CONSIGNE 1:
Recopiez mot pour mot l'extrait du texte sur l'immatériel religieux, en commençant par « A – Le droit » et en poursuivant jusqu'à « de nature patrimoniale. ».
CONSIGNE 2:
Réécrivez plus brièvement le paragraphe du texte sur l'immatériel religieux qui commence par « Cette encyclique nous montre », en conservant ses faits principaux.
CONSIGNE 3:
Selon le texte sur l'immatériel religieux, que constitue cet immatériel en termes juridiques ?

Mais, s’inquiète le pape, « cette sœur crie en raison des dégâts que nous lui causons par l’utilisation irresponsable et par l’abus des biens que Dieu a déposés en elle. Nous avons grandi en pensant que nous étions ses propriétaires et ses dominateurs, autorisés à l’exploiter. (…) Nous oublions que nous-mêmes, nous sommes poussière1. Notre propre corps est constitué d’éléments de la planète, son air nous donne le souffle et son eau nous vivifie comme elle nous restaure ».

Cette encyclique nous montre combien notre approche individualiste de la propriété est dépassée, voire dangereuse. Nous ne sommes pas maîtres de la Terre car nous ne sommes qu’une partie intégrante de celle-ci à laquelle nous appartenons et dont nous sommes aujourd’hui responsables face aux générations futures. Cette approche écologique de la propriété révèle aussi que le droit de propriété n’est pas la seule technique juridique de protection des valeurs essentielles à l’homme : « L’environnement est un bien collectif, patrimoine de toute l’humanité, sous la responsabilité de tous », poursuit le pape François. « Celui qui s’approprie quelque chose ne fait qu’administrer le bien de tous et pour tous », ajoute-t-il.

Ce qui vaut pour la Terre ne vaut-il pas a fortiori pour les valeurs véhiculées par l’immatériel religieux ? La religion est immatérielle par essence. Dieu, les textes sacrés – qu’ils aient été dictés par Dieu ou inspirés des prophètes – les pratiques, les rites, les symboles… tout est immatériel, de sorte que la propriété paraît inadaptée à la protection de telles valeurs. Pourquoi ? Parce que l’immatériel religieux est d’abord un fonds commun, un patrimoine commun qui n’appartient à personne parce qu’il a vocation à profiter à tous. En termes juridiques, il constitue une res communis.

Mais par-delà cet immatériel commun, intemporel et transnational, des valeurs immatérielles de sources religieuses sont créées par l’homme et appréhendées par le droit comme de véritables biens – même s’il convient d’en retenir une acception large –, c’est-à-dire des valeurs sur lesquelles une personne peut faire valoir un monopole, une sphère d’exclusivité soustraite à l’usage d’autrui.

Protéger l’immatériel religieux dans notre univers terrestre, donc juridique, emprunte ainsi deux voies sensiblement différentes selon que l’on adopte une démarche individualiste ou collective, que l’on s’intéresse au croyant ou à la communauté des croyants, que l’on retient une approche « micro-religieuse » ou « macro-religieuse ».

Dans le premier cas, il s’agira de protéger les biens immatériels religieux (I). Dans le second, la protection s’intéressera au patrimoine immatériel religieux (II).

I – La protection des biens immatériels religieux

La protection des biens immatériels religieux impose au droit un effort d’adaptation à la spécificité de la chose religieuse. Les biens religieux ne sont pas des biens ordinaires. Tantôt cette adaptation est possible et plus ou moins réussie (A) ; tantôt au contraire, elle paraît difficile, sinon impossible, tant les mécanismes juridiques sollicités cadrent mal avec l’originalité de ces biens (B).

A – Le droit s’adapte

Le droit s’adapte à la protection de certains biens religieux, qu’ils soient de nature extrapatrimoniale ou de nature patrimoniale.

CONTENU DES DONNÉES:
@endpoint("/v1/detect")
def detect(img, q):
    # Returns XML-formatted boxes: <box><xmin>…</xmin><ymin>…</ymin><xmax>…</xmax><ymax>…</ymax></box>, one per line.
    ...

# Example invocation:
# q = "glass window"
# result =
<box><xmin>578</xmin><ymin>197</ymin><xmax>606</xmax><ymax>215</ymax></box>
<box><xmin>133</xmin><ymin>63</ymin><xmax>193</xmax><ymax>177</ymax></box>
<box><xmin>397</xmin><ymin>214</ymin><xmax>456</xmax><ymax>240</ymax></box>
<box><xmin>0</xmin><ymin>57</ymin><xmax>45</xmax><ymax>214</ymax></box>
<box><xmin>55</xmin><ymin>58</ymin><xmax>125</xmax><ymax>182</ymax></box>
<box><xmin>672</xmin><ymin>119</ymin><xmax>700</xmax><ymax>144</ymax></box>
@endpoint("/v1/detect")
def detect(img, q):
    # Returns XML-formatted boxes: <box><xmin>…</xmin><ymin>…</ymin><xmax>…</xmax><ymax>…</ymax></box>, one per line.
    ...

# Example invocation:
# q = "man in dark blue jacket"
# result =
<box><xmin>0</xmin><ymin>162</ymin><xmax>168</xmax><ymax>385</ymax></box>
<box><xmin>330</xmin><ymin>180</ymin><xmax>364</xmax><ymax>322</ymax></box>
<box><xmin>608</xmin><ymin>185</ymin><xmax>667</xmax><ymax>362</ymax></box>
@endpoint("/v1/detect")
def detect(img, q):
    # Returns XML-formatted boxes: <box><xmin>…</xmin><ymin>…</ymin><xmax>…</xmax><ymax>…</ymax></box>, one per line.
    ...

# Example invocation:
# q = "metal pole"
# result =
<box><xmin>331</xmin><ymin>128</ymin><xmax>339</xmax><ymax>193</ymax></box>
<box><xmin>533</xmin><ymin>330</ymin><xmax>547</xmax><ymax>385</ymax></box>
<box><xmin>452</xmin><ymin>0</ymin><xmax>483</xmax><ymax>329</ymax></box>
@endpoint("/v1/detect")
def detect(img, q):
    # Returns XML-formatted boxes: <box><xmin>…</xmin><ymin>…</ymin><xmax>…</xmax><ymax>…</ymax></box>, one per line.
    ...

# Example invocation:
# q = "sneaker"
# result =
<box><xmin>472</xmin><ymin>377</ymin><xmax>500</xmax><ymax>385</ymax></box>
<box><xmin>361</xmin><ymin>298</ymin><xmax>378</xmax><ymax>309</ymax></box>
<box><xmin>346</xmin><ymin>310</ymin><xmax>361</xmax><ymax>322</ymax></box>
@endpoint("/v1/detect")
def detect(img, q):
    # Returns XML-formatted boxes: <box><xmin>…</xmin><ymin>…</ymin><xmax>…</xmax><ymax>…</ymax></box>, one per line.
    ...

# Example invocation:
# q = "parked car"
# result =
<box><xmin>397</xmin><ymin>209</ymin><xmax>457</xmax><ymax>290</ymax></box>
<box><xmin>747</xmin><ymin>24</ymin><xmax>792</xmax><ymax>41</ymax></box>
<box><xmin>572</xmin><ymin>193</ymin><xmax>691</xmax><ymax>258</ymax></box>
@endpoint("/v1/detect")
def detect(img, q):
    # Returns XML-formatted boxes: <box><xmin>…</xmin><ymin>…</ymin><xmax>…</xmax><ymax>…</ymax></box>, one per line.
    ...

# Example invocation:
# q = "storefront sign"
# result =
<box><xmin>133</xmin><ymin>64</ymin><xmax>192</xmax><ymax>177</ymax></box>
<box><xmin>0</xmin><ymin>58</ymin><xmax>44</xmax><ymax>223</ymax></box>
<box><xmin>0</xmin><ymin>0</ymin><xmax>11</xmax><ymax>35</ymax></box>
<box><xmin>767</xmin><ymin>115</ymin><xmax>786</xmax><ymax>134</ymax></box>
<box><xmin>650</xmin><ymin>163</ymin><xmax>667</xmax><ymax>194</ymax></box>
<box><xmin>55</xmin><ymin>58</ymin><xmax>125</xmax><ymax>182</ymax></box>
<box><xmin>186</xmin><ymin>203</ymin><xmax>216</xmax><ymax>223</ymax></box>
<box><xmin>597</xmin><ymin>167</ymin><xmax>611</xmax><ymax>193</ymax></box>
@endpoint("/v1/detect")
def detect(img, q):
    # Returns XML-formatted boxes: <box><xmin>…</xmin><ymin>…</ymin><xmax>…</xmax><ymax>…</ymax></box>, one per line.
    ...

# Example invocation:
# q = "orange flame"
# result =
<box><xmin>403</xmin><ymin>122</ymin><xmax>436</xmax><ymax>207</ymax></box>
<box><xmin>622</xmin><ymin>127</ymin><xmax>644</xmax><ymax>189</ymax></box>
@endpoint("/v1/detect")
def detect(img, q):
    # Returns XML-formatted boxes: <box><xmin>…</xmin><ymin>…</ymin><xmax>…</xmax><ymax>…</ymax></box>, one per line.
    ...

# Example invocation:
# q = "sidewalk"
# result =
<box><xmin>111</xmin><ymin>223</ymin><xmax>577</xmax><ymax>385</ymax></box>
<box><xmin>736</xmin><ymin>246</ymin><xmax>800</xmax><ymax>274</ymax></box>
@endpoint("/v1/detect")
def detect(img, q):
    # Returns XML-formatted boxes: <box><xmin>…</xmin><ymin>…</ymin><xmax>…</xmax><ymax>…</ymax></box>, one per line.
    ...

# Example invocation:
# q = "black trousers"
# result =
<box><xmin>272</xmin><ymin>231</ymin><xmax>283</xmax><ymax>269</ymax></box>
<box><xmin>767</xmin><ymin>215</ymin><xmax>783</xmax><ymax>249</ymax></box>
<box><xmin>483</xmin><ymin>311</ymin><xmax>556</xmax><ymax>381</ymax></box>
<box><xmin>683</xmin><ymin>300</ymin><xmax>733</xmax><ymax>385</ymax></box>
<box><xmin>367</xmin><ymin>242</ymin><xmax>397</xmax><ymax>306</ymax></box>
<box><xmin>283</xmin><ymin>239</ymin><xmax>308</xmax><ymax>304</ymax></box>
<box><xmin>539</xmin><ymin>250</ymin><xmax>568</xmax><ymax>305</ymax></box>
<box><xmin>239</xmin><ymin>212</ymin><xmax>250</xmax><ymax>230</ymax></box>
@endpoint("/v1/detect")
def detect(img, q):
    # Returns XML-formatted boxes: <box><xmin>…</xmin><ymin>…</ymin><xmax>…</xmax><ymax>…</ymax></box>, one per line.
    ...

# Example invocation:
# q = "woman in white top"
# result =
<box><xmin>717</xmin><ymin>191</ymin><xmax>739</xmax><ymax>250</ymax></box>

RÉPONSE RÉDIGÉE 1:
A – Le droit s’adapte

Le droit s’adapte à la protection de certains biens religieux, qu’ils soient de nature extrapatrimoniale ou de nature patrimoniale.

RÉPONSE RÉDIGÉE 2:
L'encyclique montre que l'approche individualiste de la propriété est dépassée, voire dangereuse. Nous ne sommes pas maîtres de la Terre : nous en faisons partie et en sommes responsables face aux générations futures. Cette approche écologique révèle aussi que le droit de propriété n'est pas la seule technique juridique de protection des valeurs essentielles à l'homme. Le pape François qualifie l'environnement de bien collectif, patrimoine de toute l'humanité sous la responsabilité de tous. Il ajoute que celui qui s'approprie quelque chose ne fait qu'administrer le bien de tous et pour tous.

RÉPONSE RÉDIGÉE 3:
Il constitue une res communis.